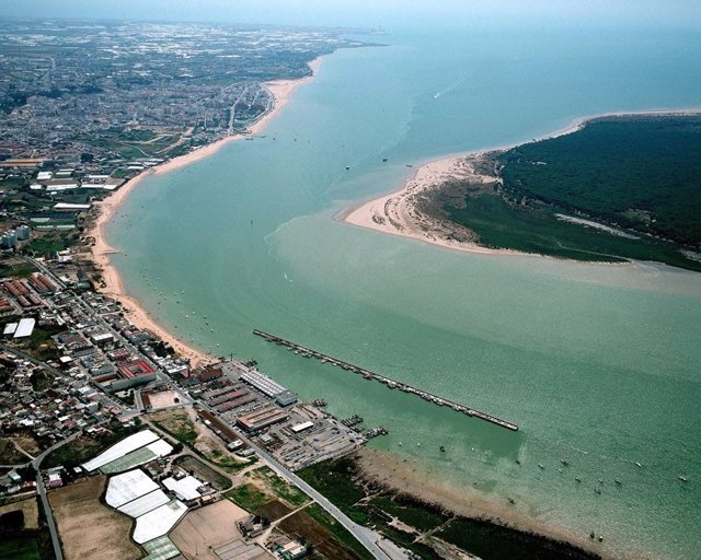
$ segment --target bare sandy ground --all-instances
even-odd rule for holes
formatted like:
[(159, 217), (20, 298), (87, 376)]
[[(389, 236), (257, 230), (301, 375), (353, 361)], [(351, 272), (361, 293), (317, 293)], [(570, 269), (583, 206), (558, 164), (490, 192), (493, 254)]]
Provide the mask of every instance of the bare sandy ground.
[[(235, 522), (248, 512), (229, 500), (188, 512), (169, 535), (185, 558), (218, 560), (215, 550), (234, 540), (243, 540)], [(272, 558), (262, 548), (255, 558)]]
[(100, 503), (106, 477), (81, 480), (48, 493), (67, 560), (141, 558), (131, 541), (131, 520)]
[(588, 535), (595, 527), (583, 527), (574, 533), (565, 527), (544, 523), (532, 515), (518, 511), (504, 500), (503, 505), (494, 503), (494, 498), (481, 498), (478, 493), (460, 491), (446, 481), (418, 472), (409, 463), (400, 463), (390, 455), (369, 447), (358, 452), (358, 466), (364, 476), (398, 492), (444, 508), (458, 515), (472, 518), (487, 518), (519, 530), (532, 532), (545, 537), (572, 542), (585, 550), (606, 558), (605, 551), (593, 544)]
[[(679, 110), (642, 110), (607, 113), (602, 115), (591, 115), (574, 120), (570, 126), (544, 135), (535, 140), (544, 140), (570, 135), (581, 130), (588, 121), (604, 117), (624, 117), (634, 115), (667, 116), (667, 115), (697, 115), (699, 109)], [(433, 160), (421, 164), (415, 173), (404, 183), (404, 185), (388, 195), (360, 202), (347, 208), (336, 214), (336, 219), (346, 223), (366, 228), (391, 235), (400, 235), (422, 242), (430, 243), (441, 247), (457, 249), (466, 253), (478, 253), (482, 255), (518, 255), (544, 258), (542, 255), (521, 253), (509, 249), (492, 249), (475, 243), (476, 238), (470, 240), (467, 230), (456, 234), (455, 225), (440, 222), (421, 213), (416, 208), (416, 201), (432, 189), (438, 188), (441, 184), (450, 179), (467, 179), (478, 183), (494, 182), (495, 177), (481, 175), (474, 170), (476, 160), (487, 153), (498, 150), (508, 150), (513, 147), (498, 147), (480, 152), (468, 152), (458, 155), (450, 155), (439, 160)], [(547, 258), (547, 257), (545, 257)]]
[[(283, 107), (285, 107), (285, 105), (289, 103), (292, 92), (299, 85), (307, 83), (313, 79), (313, 75), (317, 73), (321, 66), (322, 58), (323, 57), (319, 57), (309, 63), (309, 67), (312, 70), (312, 75), (308, 78), (303, 78), (301, 80), (278, 80), (274, 82), (267, 82), (265, 84), (265, 86), (275, 98), (274, 108), (263, 115), (251, 127), (249, 127), (249, 135), (261, 132), (267, 126), (267, 124), (279, 114)], [(139, 328), (153, 332), (162, 340), (169, 342), (180, 355), (189, 359), (193, 366), (216, 362), (217, 359), (202, 350), (186, 345), (185, 342), (173, 336), (171, 332), (166, 331), (151, 317), (150, 313), (141, 307), (138, 300), (127, 294), (118, 270), (110, 261), (110, 255), (118, 252), (114, 247), (111, 247), (107, 243), (105, 238), (105, 225), (145, 176), (150, 174), (160, 175), (184, 167), (185, 165), (189, 165), (191, 163), (194, 163), (198, 160), (210, 156), (229, 142), (240, 140), (242, 138), (244, 138), (244, 136), (230, 136), (227, 138), (222, 138), (221, 140), (218, 140), (209, 145), (194, 150), (188, 154), (174, 158), (173, 160), (170, 160), (159, 165), (158, 167), (140, 173), (133, 179), (125, 183), (112, 196), (95, 205), (99, 210), (99, 215), (93, 224), (91, 232), (89, 233), (89, 235), (91, 235), (95, 240), (94, 245), (91, 248), (91, 258), (95, 262), (96, 267), (101, 269), (102, 278), (105, 283), (105, 287), (100, 291), (106, 295), (110, 295), (111, 298), (114, 298), (115, 300), (118, 300), (124, 306), (125, 312), (131, 323), (134, 323)]]
[(429, 218), (416, 208), (416, 202), (422, 196), (450, 179), (494, 182), (494, 177), (475, 172), (474, 163), (479, 155), (464, 154), (428, 162), (417, 167), (401, 189), (350, 208), (336, 218), (360, 228), (451, 249), (482, 255), (520, 255), (515, 250), (482, 247), (475, 243), (474, 236), (470, 238), (467, 230), (457, 234), (455, 226)]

——

Job -
All of the material above needs to be restated exactly, with no pictures.

Full output -
$ segment --target bare sandy ground --all-instances
even-odd rule for holes
formatted like:
[(159, 217), (20, 298), (87, 376)]
[[(389, 236), (257, 230), (301, 375), (353, 361)], [(351, 272), (361, 293), (317, 293)], [(570, 269), (583, 206), (558, 164), (490, 192), (493, 254)]]
Provide the mask of every instance of the bare sandy ground.
[[(235, 522), (248, 512), (229, 500), (188, 512), (169, 535), (185, 558), (218, 560), (215, 550), (234, 540), (243, 540)], [(272, 558), (262, 548), (255, 558)]]
[(100, 503), (106, 477), (81, 480), (48, 493), (67, 560), (141, 558), (131, 541), (131, 520)]
[(588, 535), (595, 527), (583, 527), (574, 533), (565, 527), (544, 523), (532, 515), (518, 511), (504, 500), (503, 505), (494, 503), (494, 498), (481, 498), (478, 493), (460, 491), (446, 481), (418, 472), (409, 463), (400, 463), (390, 455), (369, 447), (358, 452), (358, 466), (364, 476), (398, 492), (444, 508), (458, 515), (472, 518), (487, 518), (519, 530), (532, 532), (545, 537), (572, 542), (585, 550), (606, 558), (605, 551), (593, 544)]
[[(679, 110), (642, 110), (607, 113), (602, 115), (591, 115), (574, 120), (570, 126), (544, 135), (535, 140), (544, 140), (570, 135), (581, 130), (588, 121), (604, 117), (624, 117), (634, 115), (667, 116), (667, 115), (697, 115), (699, 109)], [(433, 160), (421, 164), (415, 173), (404, 183), (404, 185), (388, 195), (360, 202), (347, 208), (336, 214), (336, 219), (346, 223), (366, 228), (391, 235), (400, 235), (422, 242), (430, 243), (441, 247), (457, 249), (466, 253), (478, 253), (482, 255), (518, 255), (544, 258), (542, 255), (521, 253), (509, 249), (492, 249), (475, 243), (476, 238), (470, 240), (467, 230), (456, 234), (455, 225), (440, 222), (421, 213), (416, 208), (416, 201), (432, 189), (438, 188), (441, 184), (450, 179), (467, 179), (478, 183), (494, 182), (495, 177), (481, 175), (474, 170), (476, 160), (487, 153), (498, 150), (508, 150), (513, 147), (498, 147), (480, 152), (468, 152), (458, 155), (450, 155), (439, 160)], [(547, 258), (547, 257), (545, 257)]]
[[(283, 107), (285, 107), (285, 105), (289, 103), (292, 92), (299, 85), (307, 83), (313, 79), (313, 75), (317, 73), (321, 66), (322, 58), (323, 57), (319, 57), (309, 63), (309, 67), (312, 70), (312, 75), (308, 78), (303, 78), (301, 80), (278, 80), (274, 82), (267, 82), (265, 84), (265, 86), (275, 98), (274, 108), (263, 115), (251, 127), (249, 127), (249, 135), (261, 132), (267, 126), (267, 124), (279, 114)], [(139, 328), (153, 332), (162, 340), (169, 342), (180, 355), (189, 359), (193, 366), (216, 362), (217, 359), (202, 350), (186, 345), (185, 342), (173, 336), (171, 332), (166, 331), (151, 317), (150, 313), (141, 307), (138, 300), (127, 294), (118, 270), (110, 261), (110, 255), (118, 252), (114, 247), (111, 247), (107, 243), (105, 238), (105, 225), (145, 176), (150, 174), (160, 175), (184, 167), (185, 165), (189, 165), (191, 163), (194, 163), (198, 160), (210, 156), (229, 142), (240, 140), (242, 138), (244, 138), (244, 136), (230, 136), (227, 138), (222, 138), (221, 140), (218, 140), (209, 145), (194, 150), (188, 154), (174, 158), (173, 160), (170, 160), (159, 165), (158, 167), (140, 173), (133, 179), (125, 183), (112, 196), (95, 205), (99, 210), (99, 215), (93, 224), (91, 232), (89, 233), (89, 235), (91, 235), (95, 240), (94, 245), (91, 248), (91, 258), (95, 262), (96, 267), (101, 269), (102, 278), (105, 283), (105, 287), (100, 291), (106, 295), (110, 295), (111, 298), (114, 298), (115, 300), (118, 300), (124, 306), (125, 312), (131, 323), (134, 323)]]
[(429, 218), (416, 208), (416, 202), (422, 196), (450, 179), (494, 182), (494, 177), (475, 172), (474, 163), (479, 155), (464, 154), (428, 162), (417, 167), (401, 189), (350, 208), (336, 218), (360, 228), (451, 249), (482, 255), (520, 255), (515, 250), (482, 247), (475, 243), (474, 236), (470, 238), (467, 230), (457, 234), (455, 226)]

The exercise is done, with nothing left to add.